Чувство вины порой становилось непереносимым. После доклада Хрущева Александр Фадеев, известный писатель, убежденный сталинист и влиятельный литературный чиновник, ушел в запой. Пьяный, он признался знакомому, что в качестве руководителя Союза писателей СССР санкционировал аресты ряда писателей, зная об их невиновности. На следующий день Фадеев покончил с собой. По слухам, его предсмертное письмо в ЦК состояло из одной фразы о том, что, убивая себя, он посылает пулю в политику Сталина, эстетику Жданова, генетику Лысенко
[1813].
Другие сходили с ума. Инструктор ЦК ВЛКСМ Ольга Мишакова в сталинскую эпоху написала донос на комсомольского лидера Александра Косарева. После 1956 года Косарева реабилитировали, а Мишакову вывели из ЦК. Тем не менее целый год она продолжала являться в здание ЦК и с утра до вечера сидела в своем пустом кабинете, выходя лишь на обеденный перерыв. Когда у нее отобрали пропуск, она весь рабочий день стояла у входа в здание. Затем ее мужа перевели на работу в Рязань, но она каждое утро в четыре часа садилась на московскую электричку и проводила день на прежнем посту. В конце концов ее поместили в психиатрическую больницу
[1814].

• [ЦЕЛЬ ЗАДАНИЯ 1]: Повторите дословно весь текст о чувстве вины после доклада Хрущева.

• [ИСХОДНЫЕ ДАННЫЕ]:
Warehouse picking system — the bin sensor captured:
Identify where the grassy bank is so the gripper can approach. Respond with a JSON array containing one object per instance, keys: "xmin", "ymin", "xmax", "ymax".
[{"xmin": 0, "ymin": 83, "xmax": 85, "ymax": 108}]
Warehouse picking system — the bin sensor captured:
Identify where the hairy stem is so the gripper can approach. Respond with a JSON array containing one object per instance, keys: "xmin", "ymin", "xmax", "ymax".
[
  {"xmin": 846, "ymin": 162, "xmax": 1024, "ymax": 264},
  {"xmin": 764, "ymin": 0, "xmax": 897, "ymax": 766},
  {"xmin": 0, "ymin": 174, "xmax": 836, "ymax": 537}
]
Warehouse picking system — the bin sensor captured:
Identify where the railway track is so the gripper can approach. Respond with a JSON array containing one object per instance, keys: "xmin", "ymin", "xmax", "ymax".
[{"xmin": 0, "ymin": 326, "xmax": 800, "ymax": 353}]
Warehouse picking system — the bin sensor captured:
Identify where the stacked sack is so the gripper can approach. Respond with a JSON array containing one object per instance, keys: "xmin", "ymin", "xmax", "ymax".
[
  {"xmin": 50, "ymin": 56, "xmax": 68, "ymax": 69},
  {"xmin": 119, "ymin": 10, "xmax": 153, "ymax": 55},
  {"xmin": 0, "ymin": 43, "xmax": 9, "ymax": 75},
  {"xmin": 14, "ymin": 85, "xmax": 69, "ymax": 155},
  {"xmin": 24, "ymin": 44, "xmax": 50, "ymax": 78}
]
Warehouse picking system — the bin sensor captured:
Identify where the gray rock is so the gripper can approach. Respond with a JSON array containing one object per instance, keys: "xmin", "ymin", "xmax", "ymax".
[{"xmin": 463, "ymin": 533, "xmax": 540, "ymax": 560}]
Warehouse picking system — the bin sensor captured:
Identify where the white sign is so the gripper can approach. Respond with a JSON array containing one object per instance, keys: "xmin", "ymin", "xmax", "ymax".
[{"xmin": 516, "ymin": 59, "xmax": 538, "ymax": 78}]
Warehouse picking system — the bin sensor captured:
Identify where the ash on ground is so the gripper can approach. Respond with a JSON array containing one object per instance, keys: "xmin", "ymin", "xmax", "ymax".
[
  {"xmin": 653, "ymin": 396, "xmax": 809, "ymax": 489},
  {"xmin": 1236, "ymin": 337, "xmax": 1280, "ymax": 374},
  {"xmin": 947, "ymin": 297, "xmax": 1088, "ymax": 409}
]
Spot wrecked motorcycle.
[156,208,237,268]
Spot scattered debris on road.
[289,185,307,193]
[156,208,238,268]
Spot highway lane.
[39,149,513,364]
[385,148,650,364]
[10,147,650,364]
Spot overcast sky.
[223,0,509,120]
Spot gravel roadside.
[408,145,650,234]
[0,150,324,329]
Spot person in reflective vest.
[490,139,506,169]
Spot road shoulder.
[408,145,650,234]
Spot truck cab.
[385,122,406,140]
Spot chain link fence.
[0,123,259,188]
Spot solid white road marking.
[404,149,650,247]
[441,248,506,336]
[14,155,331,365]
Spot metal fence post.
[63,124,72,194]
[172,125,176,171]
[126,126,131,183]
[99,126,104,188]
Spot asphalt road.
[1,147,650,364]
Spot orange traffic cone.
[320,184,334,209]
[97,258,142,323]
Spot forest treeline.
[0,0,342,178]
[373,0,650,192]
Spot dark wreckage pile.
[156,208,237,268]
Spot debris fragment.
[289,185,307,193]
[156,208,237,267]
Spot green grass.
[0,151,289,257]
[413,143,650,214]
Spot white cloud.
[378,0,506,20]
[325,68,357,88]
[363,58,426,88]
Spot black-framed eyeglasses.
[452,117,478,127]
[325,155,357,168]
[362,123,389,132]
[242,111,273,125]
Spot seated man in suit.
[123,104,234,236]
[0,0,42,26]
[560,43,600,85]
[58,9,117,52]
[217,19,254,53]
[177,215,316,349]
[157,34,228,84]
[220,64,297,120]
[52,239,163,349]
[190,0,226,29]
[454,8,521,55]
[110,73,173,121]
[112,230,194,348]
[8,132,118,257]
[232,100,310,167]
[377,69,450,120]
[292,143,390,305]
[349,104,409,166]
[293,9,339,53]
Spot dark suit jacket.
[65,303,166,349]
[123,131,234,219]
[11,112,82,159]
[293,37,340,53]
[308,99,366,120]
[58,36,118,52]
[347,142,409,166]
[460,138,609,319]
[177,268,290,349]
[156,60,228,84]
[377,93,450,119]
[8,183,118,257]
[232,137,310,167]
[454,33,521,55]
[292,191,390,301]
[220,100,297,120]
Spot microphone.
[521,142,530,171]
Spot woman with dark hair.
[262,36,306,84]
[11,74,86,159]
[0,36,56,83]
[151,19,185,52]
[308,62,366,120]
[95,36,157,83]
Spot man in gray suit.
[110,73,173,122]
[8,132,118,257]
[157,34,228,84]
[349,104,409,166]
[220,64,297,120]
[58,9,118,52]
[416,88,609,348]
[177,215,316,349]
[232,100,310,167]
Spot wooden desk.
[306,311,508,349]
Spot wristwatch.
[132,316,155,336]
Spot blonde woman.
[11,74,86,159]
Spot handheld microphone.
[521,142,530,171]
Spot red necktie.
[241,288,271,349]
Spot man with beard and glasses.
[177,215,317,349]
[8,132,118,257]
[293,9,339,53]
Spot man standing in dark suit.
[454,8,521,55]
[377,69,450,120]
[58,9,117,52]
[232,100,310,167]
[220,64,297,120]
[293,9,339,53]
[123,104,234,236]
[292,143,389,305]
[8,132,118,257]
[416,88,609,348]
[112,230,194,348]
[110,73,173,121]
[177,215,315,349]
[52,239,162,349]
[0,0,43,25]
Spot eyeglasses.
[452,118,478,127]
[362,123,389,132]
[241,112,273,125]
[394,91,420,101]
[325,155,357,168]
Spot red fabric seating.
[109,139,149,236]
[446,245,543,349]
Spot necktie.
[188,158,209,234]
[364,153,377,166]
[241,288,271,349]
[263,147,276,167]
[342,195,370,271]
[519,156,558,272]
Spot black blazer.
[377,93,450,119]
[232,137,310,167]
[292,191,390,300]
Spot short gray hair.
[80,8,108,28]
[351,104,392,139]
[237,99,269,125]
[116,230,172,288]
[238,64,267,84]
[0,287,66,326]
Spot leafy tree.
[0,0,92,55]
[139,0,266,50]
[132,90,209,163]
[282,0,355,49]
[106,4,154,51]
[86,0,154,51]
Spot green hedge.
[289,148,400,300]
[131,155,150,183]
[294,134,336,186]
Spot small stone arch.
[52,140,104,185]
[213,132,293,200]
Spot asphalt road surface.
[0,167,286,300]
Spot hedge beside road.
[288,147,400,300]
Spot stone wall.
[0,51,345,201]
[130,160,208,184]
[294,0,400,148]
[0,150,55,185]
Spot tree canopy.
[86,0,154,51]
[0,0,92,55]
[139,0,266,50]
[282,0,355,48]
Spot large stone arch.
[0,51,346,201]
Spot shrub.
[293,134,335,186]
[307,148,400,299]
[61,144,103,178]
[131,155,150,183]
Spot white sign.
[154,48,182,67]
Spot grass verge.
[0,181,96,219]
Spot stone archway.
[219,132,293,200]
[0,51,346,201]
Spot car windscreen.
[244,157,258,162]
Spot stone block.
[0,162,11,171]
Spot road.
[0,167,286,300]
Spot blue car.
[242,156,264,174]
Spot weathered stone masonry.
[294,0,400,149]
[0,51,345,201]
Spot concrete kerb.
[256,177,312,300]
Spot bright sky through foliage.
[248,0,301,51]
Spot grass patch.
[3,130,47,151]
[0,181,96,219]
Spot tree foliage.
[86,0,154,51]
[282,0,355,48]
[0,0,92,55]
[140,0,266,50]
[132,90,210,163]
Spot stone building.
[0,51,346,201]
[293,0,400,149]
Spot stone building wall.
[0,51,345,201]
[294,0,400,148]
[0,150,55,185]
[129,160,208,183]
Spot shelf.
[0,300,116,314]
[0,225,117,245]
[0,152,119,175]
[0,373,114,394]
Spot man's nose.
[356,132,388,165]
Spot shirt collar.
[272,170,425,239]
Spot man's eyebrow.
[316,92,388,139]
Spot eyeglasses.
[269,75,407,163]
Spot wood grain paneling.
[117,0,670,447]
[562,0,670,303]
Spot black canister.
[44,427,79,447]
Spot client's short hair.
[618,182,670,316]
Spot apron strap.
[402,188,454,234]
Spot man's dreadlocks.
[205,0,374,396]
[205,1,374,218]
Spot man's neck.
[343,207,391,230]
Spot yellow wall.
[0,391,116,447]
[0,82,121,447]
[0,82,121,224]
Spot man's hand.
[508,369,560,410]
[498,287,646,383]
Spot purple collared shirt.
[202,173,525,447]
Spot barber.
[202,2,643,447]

• [ЦЕЛЬ ЗАДАНИЯ 2]: Перепишите без изменений строки записей, начиная со строки, содержащей «Spot client's short hair.», и до конца записей включительно.

• [ОТВЕТ 1]:
Чувство вины порой становилось непереносимым. После доклада Хрущева Александр Фадеев, известный писатель, убежденный сталинист и влиятельный литературный чиновник, ушел в запой. Пьяный, он признался знакомому, что в качестве руководителя Союза писателей СССР санкционировал аресты ряда писателей, зная об их невиновности. На следующий день Фадеев покончил с собой. По слухам, его предсмертное письмо в ЦК состояло из одной фразы о том, что, убивая себя, он посылает пулю в политику Сталина, эстетику Жданова, генетику Лысенко
[1813].
Другие сходили с ума. Инструктор ЦК ВЛКСМ Ольга Мишакова в сталинскую эпоху написала донос на комсомольского лидера Александра Косарева. После 1956 года Косарева реабилитировали, а Мишакову вывели из ЦК. Тем не менее целый год она продолжала являться в здание ЦК и с утра до вечера сидела в своем пустом кабинете, выходя лишь на обеденный перерыв. Когда у нее отобрали пропуск, она весь рабочий день стояла у входа в здание. Затем ее мужа перевели на работу в Рязань, но она каждое утро в четыре часа садилась на московскую электричку и проводила день на прежнем посту. В конце концов ее поместили в психиатрическую больницу
[1814].

• [ОТВЕТ 2]:
Spot client's short hair.
[618,182,670,316]
Spot apron strap.
[402,188,454,234]
Spot man's dreadlocks.
[205,0,374,396]
[205,1,374,218]
Spot man's neck.
[343,207,391,230]
Spot yellow wall.
[0,391,116,447]
[0,82,121,447]
[0,82,121,224]
Spot man's hand.
[508,369,560,410]
[498,287,646,383]
Spot purple collared shirt.
[202,173,525,447]
Spot barber.
[202,2,643,447]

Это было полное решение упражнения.